How 'bout Using it as an Invitation into the Unconscious?
"Howard had walked out of the churchyard, turned left and kept on walking. He had no plans--or at least, his conscious mind told him he had none. His subconscious had other ideas. He was heading for...his 'working class roots'....[He visits and argues with his father.] They didn't mean it to be like this. But it was like this. Both had other intentions. Howard...was a big malleable ball of potential change...[but] his childhood had been shot through with this meaningless noise...Half-lived life. The unexamined life is not worth living. That had been Howard's callow teenage dictum. Nobody tells you, at seventeen, that examining it will be half the trouble" (291-297).
Smith's novel is filled with people
(including Howard's children)
who "think too much."
"Considering things too much, all the time, was the definition of who [Jerome] was." (Ch. 5, p. 45)
"Poor Zora, she lived through footnotes." (Ch. 7, p. 70)
Today I want to explore with you the possibility that
Smith is advocating an alternative to all this thinking.
All this narrativizing. All this story-making--
an alternative she locates in
the sensory receptors of the unconscious.
Howards End (the movie) is a foil to On Beauty (the novel)-->
I used a "faithful" filmic adaptation,
celebrated for its "fidelity" to the original,
to set off/explore the dimensions of
an adaptation that CHANGES the original text,
in response to alterations in the environment:
"To simulate the stratified society of Forster's turn-of-the-century England, Smith has chosen an equally hidebound world, the knowingly archaic and insular landscape of an upscale, east coast American university [talk about relevant!?]....Wellington College, with its petty feuds, judgments, professional and sexual jousting and self-congratualting affluence, prides itself on its liberal principles but remains almost wholly estranged from a world in which prejudice, povery, crime, terror and fears are the forces that move those outside the academic bubble." ("A Thing of Beauty," The Observer 9/4/05)

■ **Supplied data**
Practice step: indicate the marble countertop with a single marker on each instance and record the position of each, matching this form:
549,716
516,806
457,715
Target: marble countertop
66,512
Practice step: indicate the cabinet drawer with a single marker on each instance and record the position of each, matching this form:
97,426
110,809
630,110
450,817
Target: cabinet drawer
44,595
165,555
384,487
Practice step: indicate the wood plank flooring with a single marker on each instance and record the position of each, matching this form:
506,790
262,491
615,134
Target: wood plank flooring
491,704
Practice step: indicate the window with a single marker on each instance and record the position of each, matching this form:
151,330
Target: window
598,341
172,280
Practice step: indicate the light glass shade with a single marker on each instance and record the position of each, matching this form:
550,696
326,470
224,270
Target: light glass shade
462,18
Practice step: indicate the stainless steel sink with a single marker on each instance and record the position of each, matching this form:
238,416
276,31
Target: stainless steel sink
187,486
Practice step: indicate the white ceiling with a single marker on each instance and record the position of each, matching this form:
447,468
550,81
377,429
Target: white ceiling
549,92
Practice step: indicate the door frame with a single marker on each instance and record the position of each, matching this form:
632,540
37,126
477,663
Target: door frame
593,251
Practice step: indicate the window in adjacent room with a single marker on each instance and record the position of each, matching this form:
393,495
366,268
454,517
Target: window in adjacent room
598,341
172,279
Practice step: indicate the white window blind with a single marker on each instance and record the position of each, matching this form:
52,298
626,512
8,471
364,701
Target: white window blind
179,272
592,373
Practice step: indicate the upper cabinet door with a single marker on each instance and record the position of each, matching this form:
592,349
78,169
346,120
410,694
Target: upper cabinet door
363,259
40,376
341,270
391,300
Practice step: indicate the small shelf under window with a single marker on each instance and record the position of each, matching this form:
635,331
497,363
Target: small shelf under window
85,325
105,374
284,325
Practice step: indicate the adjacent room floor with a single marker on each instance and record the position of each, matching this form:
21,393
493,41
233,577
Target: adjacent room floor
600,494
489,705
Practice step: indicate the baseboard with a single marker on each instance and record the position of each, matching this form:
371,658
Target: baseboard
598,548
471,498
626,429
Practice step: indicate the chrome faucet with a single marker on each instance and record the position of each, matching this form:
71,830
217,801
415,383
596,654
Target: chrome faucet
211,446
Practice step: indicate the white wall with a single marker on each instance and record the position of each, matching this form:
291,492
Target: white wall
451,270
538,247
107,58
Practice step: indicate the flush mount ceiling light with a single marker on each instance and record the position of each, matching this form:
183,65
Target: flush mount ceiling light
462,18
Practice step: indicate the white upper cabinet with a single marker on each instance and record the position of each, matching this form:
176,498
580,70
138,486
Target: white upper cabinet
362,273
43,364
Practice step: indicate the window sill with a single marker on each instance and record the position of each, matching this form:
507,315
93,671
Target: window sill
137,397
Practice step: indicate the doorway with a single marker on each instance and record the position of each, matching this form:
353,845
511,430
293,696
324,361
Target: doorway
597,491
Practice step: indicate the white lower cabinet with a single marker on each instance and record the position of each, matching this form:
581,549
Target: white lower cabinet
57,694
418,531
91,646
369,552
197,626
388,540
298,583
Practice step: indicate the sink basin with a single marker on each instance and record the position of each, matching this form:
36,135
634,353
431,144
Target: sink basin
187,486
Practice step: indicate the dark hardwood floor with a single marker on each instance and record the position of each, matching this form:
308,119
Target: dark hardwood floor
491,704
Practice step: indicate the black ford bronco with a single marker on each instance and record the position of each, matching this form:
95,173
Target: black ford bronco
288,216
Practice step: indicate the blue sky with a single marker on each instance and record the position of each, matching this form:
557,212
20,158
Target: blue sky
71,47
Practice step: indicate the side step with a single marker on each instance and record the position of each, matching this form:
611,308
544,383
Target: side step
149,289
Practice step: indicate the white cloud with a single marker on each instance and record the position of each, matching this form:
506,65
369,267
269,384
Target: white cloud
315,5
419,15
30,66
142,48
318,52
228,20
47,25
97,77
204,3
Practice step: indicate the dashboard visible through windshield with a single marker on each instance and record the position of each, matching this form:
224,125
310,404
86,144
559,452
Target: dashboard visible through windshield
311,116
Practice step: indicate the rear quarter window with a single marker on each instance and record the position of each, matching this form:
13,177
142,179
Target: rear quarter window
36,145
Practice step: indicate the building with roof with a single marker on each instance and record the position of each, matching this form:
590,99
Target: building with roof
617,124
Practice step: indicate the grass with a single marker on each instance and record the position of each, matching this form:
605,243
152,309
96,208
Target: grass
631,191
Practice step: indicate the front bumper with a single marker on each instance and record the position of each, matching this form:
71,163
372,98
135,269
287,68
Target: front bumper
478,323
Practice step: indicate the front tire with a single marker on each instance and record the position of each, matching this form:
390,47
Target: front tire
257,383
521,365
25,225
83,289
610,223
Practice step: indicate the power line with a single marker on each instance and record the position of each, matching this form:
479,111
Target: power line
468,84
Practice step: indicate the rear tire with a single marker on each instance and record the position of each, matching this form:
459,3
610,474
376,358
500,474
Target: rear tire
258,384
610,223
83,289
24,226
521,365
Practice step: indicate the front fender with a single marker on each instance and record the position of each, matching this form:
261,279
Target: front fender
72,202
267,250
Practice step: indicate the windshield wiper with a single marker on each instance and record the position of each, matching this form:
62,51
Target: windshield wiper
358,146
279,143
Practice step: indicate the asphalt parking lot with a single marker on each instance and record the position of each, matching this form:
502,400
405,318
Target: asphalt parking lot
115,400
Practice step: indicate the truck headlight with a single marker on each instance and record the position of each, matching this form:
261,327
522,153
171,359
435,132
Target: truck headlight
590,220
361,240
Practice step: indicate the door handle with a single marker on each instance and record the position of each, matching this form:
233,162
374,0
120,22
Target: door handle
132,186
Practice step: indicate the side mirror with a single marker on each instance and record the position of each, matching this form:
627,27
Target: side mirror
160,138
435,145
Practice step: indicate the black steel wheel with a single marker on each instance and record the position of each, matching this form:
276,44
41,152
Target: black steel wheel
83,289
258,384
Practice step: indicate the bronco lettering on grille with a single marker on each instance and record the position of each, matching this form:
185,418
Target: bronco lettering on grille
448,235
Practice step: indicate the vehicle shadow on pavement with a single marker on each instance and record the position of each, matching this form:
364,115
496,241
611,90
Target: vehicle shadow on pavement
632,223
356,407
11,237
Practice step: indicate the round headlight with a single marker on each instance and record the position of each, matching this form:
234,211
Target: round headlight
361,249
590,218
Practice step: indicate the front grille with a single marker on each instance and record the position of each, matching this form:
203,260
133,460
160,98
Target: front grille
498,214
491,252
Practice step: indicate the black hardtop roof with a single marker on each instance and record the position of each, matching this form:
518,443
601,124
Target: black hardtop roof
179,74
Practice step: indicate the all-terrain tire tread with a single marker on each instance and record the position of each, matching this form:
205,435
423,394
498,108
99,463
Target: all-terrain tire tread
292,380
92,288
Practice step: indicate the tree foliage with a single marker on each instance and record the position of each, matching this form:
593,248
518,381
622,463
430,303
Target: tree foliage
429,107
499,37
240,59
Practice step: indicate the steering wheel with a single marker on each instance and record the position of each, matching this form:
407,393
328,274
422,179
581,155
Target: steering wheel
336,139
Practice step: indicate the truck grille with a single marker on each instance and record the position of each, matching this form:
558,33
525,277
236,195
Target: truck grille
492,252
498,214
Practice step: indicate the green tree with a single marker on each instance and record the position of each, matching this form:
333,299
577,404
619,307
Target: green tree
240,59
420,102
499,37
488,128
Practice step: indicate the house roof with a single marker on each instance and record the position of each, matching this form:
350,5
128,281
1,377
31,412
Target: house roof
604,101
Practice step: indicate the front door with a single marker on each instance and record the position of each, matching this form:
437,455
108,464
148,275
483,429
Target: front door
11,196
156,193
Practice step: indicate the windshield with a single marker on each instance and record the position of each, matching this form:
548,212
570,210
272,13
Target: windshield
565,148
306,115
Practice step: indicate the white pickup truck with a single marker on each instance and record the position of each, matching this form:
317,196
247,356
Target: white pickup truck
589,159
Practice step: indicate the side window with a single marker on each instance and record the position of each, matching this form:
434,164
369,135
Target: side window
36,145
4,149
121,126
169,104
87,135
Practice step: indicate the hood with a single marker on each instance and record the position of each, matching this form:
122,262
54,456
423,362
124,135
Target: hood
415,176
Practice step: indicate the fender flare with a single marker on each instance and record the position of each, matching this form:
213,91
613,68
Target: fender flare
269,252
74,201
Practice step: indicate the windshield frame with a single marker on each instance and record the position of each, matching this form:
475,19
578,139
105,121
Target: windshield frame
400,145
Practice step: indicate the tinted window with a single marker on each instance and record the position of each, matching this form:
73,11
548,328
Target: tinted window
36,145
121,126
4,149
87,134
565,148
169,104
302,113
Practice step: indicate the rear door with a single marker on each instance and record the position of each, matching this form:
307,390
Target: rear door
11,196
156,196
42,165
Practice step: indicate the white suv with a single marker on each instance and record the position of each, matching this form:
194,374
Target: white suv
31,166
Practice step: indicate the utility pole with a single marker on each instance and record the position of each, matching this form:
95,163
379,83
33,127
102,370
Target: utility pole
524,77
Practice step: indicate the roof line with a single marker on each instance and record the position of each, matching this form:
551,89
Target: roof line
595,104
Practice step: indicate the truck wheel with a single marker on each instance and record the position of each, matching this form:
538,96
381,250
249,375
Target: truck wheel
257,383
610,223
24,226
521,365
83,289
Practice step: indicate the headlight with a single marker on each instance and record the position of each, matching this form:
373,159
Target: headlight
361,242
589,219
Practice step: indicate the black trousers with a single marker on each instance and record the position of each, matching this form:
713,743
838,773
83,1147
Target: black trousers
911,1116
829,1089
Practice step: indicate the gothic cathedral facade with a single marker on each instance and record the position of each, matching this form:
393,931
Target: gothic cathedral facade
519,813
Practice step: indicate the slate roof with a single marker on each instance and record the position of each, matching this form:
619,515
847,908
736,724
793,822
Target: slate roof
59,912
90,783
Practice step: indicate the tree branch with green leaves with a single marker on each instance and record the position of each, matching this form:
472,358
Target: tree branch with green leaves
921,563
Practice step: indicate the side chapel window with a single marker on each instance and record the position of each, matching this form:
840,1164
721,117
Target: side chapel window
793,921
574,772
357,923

■ **Tasks to perform**
- 1) Write out the stretch of the On Beauty notes from "Smith's novel is" through "all this thinking.", swapping "Smith" for "the novelist" wherever it occurs.
- 2) In the notes on On Beauty, which movie serves as a foil to the novel?
The lines after the text are separate material and are unrelated to it.

■ **Task-by-task answers**
- 1)
the novelist's novel is filled with people
(including Howard's children)
who "think too much."
"Considering things too much, all the time, was the definition of who [Jerome] was." (Ch. 5, p. 45)
"Poor Zora, she lived through footnotes." (Ch. 7, p. 70)
Today I want to explore with you the possibility that
the novelist is advocating an alternative to all this thinking.

- 2) Howards End